> [Task prompt]: Copy every one of the following records word for word, but omit the pictures from your copy.

> [Material for the task]:
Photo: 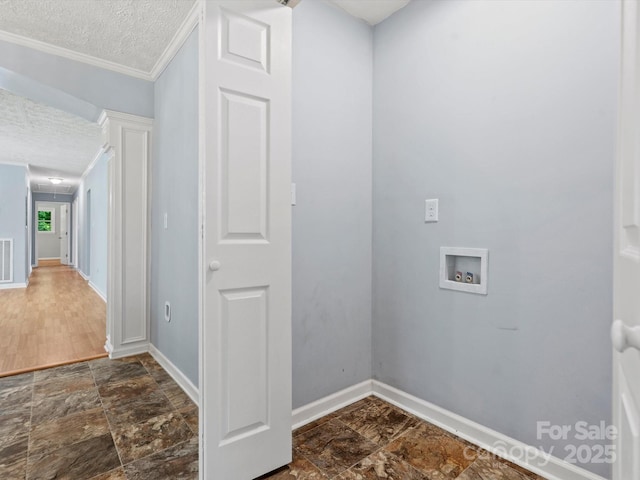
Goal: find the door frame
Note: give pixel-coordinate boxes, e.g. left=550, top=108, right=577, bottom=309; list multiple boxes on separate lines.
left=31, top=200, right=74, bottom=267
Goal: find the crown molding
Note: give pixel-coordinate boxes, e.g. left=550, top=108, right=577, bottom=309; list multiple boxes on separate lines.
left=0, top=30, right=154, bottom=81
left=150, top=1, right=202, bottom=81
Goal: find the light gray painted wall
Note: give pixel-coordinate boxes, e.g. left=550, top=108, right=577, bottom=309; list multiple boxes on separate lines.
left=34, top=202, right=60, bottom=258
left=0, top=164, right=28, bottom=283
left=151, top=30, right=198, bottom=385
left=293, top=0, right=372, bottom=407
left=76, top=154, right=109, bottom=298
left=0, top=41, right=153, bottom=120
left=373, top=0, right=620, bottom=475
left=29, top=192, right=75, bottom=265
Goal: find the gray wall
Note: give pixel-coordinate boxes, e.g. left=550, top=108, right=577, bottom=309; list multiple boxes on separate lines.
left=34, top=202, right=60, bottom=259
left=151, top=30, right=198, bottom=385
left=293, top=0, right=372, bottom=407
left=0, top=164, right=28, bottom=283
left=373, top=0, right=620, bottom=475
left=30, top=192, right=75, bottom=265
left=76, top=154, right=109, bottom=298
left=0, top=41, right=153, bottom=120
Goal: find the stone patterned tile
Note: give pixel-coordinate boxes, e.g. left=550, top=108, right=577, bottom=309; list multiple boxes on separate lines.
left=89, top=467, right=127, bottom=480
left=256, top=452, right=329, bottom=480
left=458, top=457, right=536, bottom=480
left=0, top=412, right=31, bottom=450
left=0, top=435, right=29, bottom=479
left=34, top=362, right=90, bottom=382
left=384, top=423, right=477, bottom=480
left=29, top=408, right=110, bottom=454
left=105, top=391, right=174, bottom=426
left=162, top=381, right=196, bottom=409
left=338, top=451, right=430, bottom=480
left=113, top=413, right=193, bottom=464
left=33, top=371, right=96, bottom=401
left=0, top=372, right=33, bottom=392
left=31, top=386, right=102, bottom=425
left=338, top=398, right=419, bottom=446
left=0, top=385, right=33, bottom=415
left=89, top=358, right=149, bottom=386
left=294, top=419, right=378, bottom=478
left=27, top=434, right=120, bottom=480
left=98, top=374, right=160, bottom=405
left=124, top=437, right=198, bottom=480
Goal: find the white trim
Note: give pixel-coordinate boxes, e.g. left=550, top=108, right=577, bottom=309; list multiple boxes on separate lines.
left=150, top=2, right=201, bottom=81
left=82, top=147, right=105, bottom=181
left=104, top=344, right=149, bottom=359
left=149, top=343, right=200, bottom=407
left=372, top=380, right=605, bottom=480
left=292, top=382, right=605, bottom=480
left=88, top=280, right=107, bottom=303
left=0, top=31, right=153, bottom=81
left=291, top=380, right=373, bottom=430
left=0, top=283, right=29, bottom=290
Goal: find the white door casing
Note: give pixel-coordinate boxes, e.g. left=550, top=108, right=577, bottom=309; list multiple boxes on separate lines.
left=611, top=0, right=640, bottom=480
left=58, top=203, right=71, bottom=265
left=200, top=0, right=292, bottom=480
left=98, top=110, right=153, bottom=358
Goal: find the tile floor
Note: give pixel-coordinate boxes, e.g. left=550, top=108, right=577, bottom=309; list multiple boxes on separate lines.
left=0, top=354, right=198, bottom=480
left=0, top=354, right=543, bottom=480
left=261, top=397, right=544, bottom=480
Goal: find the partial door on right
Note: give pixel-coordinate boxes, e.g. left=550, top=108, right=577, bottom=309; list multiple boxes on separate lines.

> [Task result]:
Photo: 
Goal: find the door frame
Note: give pixel-coordinate boxes, e.g. left=550, top=108, right=577, bottom=309; list multiple boxes on separate lines.
left=31, top=200, right=74, bottom=267
Goal: find the crown molding
Note: give pixel-coordinate boxes, e.g. left=550, top=108, right=577, bottom=309; list multiple boxes on separate lines.
left=0, top=30, right=154, bottom=81
left=150, top=1, right=202, bottom=81
Goal: find the light gray painted wall
Note: give pixel-coordinate boxes, e.g. left=550, top=108, right=577, bottom=309; list multiple boxes on separate lines.
left=34, top=202, right=60, bottom=258
left=0, top=164, right=28, bottom=283
left=151, top=30, right=198, bottom=385
left=293, top=0, right=372, bottom=407
left=76, top=154, right=109, bottom=298
left=0, top=41, right=153, bottom=120
left=373, top=0, right=620, bottom=475
left=29, top=192, right=75, bottom=265
Goal: find the gray wall
Note: give pixel-coordinate boxes, e.g. left=550, top=108, right=577, bottom=309; list multiple boxes on separate lines.
left=34, top=202, right=60, bottom=259
left=151, top=30, right=198, bottom=385
left=293, top=0, right=372, bottom=407
left=0, top=164, right=28, bottom=283
left=373, top=0, right=620, bottom=475
left=30, top=192, right=75, bottom=265
left=76, top=154, right=109, bottom=298
left=0, top=41, right=153, bottom=120
Goal: find the stone patterned tile
Note: give pixel-coordinate boxes, e.g. left=550, top=108, right=577, bottom=309; list multiple boxes on separate lines.
left=89, top=467, right=127, bottom=480
left=256, top=452, right=329, bottom=480
left=458, top=457, right=536, bottom=480
left=0, top=412, right=31, bottom=450
left=0, top=435, right=29, bottom=479
left=34, top=362, right=90, bottom=382
left=384, top=423, right=477, bottom=480
left=29, top=408, right=110, bottom=454
left=105, top=391, right=174, bottom=426
left=162, top=381, right=196, bottom=409
left=338, top=451, right=430, bottom=480
left=113, top=413, right=193, bottom=464
left=33, top=371, right=96, bottom=401
left=0, top=372, right=33, bottom=392
left=31, top=386, right=102, bottom=425
left=338, top=398, right=419, bottom=446
left=0, top=385, right=33, bottom=415
left=89, top=358, right=149, bottom=386
left=294, top=419, right=378, bottom=478
left=27, top=434, right=120, bottom=480
left=98, top=374, right=160, bottom=405
left=124, top=437, right=198, bottom=480
Goal: find the white trim
Note: give pixel-coordinate boxes, e.g. left=550, top=108, right=577, bottom=309; list multiple boxes on separate lines.
left=150, top=2, right=201, bottom=81
left=82, top=147, right=105, bottom=181
left=104, top=344, right=149, bottom=359
left=149, top=343, right=200, bottom=407
left=372, top=380, right=605, bottom=480
left=292, top=382, right=605, bottom=480
left=88, top=280, right=107, bottom=303
left=0, top=31, right=153, bottom=81
left=291, top=380, right=373, bottom=430
left=0, top=283, right=29, bottom=290
Goal: find the white door casing
Note: give pixel-coordinate boxes, e.g. left=550, top=108, right=577, bottom=309; list multiple boxes on separate lines.
left=611, top=0, right=640, bottom=480
left=58, top=203, right=71, bottom=265
left=200, top=0, right=292, bottom=480
left=98, top=110, right=153, bottom=358
Goal: find the tile floor
Note: give pixel-coordinate boxes, e.g. left=550, top=108, right=577, bottom=309; list multiple boxes on separate lines.
left=0, top=354, right=198, bottom=480
left=0, top=354, right=543, bottom=480
left=261, top=397, right=544, bottom=480
Goal: find the partial door on right
Note: give pixel-coordinate boxes, e.g. left=550, top=108, right=577, bottom=309; list multiple boxes on separate lines.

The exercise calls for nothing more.